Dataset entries
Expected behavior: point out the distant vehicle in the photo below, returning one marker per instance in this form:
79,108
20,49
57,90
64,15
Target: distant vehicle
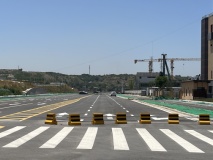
83,92
113,93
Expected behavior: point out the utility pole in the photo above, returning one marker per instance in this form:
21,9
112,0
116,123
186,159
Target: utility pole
89,69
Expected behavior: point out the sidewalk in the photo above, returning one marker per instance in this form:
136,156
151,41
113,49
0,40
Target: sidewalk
182,108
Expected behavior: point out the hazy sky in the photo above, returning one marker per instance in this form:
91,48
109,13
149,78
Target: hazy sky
68,36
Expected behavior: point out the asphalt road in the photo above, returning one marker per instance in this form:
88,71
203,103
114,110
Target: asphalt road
23,134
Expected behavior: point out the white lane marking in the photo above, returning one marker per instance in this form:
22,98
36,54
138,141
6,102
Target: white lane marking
10,131
14,104
26,138
200,136
153,144
182,142
119,139
88,140
156,118
55,140
40,104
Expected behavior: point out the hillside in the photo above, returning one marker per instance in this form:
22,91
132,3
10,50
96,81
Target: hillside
64,83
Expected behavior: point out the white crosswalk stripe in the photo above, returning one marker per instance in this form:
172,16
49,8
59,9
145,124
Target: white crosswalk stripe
26,138
55,140
153,144
182,142
119,139
89,138
200,136
10,131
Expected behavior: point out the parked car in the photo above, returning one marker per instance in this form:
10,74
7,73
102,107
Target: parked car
113,93
83,92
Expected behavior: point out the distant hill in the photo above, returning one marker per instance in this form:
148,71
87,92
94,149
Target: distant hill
62,83
67,83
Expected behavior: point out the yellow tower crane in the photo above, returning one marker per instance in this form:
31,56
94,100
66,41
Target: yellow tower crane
166,59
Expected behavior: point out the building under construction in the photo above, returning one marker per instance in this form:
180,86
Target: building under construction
207,47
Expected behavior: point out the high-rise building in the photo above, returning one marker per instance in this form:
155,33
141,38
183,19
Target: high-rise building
207,47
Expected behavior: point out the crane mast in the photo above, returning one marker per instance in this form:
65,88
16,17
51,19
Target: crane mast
163,62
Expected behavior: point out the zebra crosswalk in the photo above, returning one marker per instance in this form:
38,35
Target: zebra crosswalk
191,141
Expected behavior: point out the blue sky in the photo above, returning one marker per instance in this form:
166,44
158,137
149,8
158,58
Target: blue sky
68,36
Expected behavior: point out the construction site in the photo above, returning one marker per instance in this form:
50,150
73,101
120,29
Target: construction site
198,87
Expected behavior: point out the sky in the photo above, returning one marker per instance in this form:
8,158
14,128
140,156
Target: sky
100,37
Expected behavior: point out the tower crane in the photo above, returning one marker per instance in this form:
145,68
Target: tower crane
163,60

Your objective
Your copy should match the data above exactly, apart from the pictures.

Output for this task
Expected behavior: point out the distant vehicle in the photo below, returning one marker per instance in this form:
79,108
20,49
57,90
64,15
Target: distant vehicle
83,92
113,93
Expected behavior: point out the utility pole in the photo above, returning one marker per instance in this form:
21,9
112,0
116,123
186,159
Target: utility pole
89,69
Expected behavior: point out the sidewalk in the photo above, returning one marker per instance in this form:
136,156
151,41
113,49
0,40
Target: sidewalk
182,108
Expected behavior: point out the hazy sky in the photo above, returning one marker per instance in this form:
91,48
109,13
149,78
Target: hazy sky
68,36
Expected behavior: point out the asphalt road in the photo above, returning one marker per instance in this form:
88,71
203,103
114,110
Target: asphalt road
23,134
Expected behavior: point out the white lane marking in the photo above, returning one marker per instance in this form:
22,98
36,54
138,141
6,102
Target: white lane marking
10,131
14,104
26,138
200,136
153,144
182,142
119,139
88,140
156,118
55,140
40,104
Expected behavior: point out the hillside in the photo above, returning one marker per instance in this form:
22,91
132,3
10,50
96,81
Target: hillside
64,83
Expected behavior: point out the white crosswalk stripe in the photo above, returning one marker per instance in this form:
172,16
49,8
59,9
145,124
Target: white crosswalk stripe
26,138
55,140
153,144
182,142
119,139
89,138
200,136
10,131
Expected behavior: point out the parked car in the photo above, returning one marker per instance in this form:
10,74
7,73
102,107
Target: parked car
113,93
83,92
Expected behavior: point out the distant hill in the photo above, returning one marker per instance in this form:
148,71
87,92
94,149
Target: distant hill
62,83
67,83
Expected behavior: point out the yellow tower crane in the photo above, returning one marker per instance in this form:
31,56
94,100
66,41
Target: yellow tower crane
166,59
Expected behavior: point out the building under construction in the photo above, returning one marker per instance in this form:
180,86
Target: building under construction
207,47
Expected behavior: point out the high-rise building in the photo above, returning one marker per instance in this form:
155,33
141,38
183,19
Target: high-rise building
207,47
Expected behavior: point out the crane mast in the photo above, returning one marker per instance in this form:
65,88
16,17
51,19
Target: crane mast
163,62
Expected behavior: point out the zebra crosswalk in the photo above, returning one marker per instance in this form:
38,35
Target: zebra crosswalk
191,141
Expected behavior: point out the blue sky in the photo above, returning one marker per instance in this form:
166,44
158,137
149,8
158,58
Target: blue sky
68,36
Expected behavior: point out the construction site in the photo above, returning one marker per instance in this form:
50,150
73,101
120,29
Target: construction site
198,87
Expected behavior: point out the sky in the photo above, returning one marker per instance in this form:
8,158
14,128
140,156
Target: sky
100,37
Expected behavior: point out the tower crane in the photo above, returning one marker per instance in this form:
145,68
Target: tower crane
163,60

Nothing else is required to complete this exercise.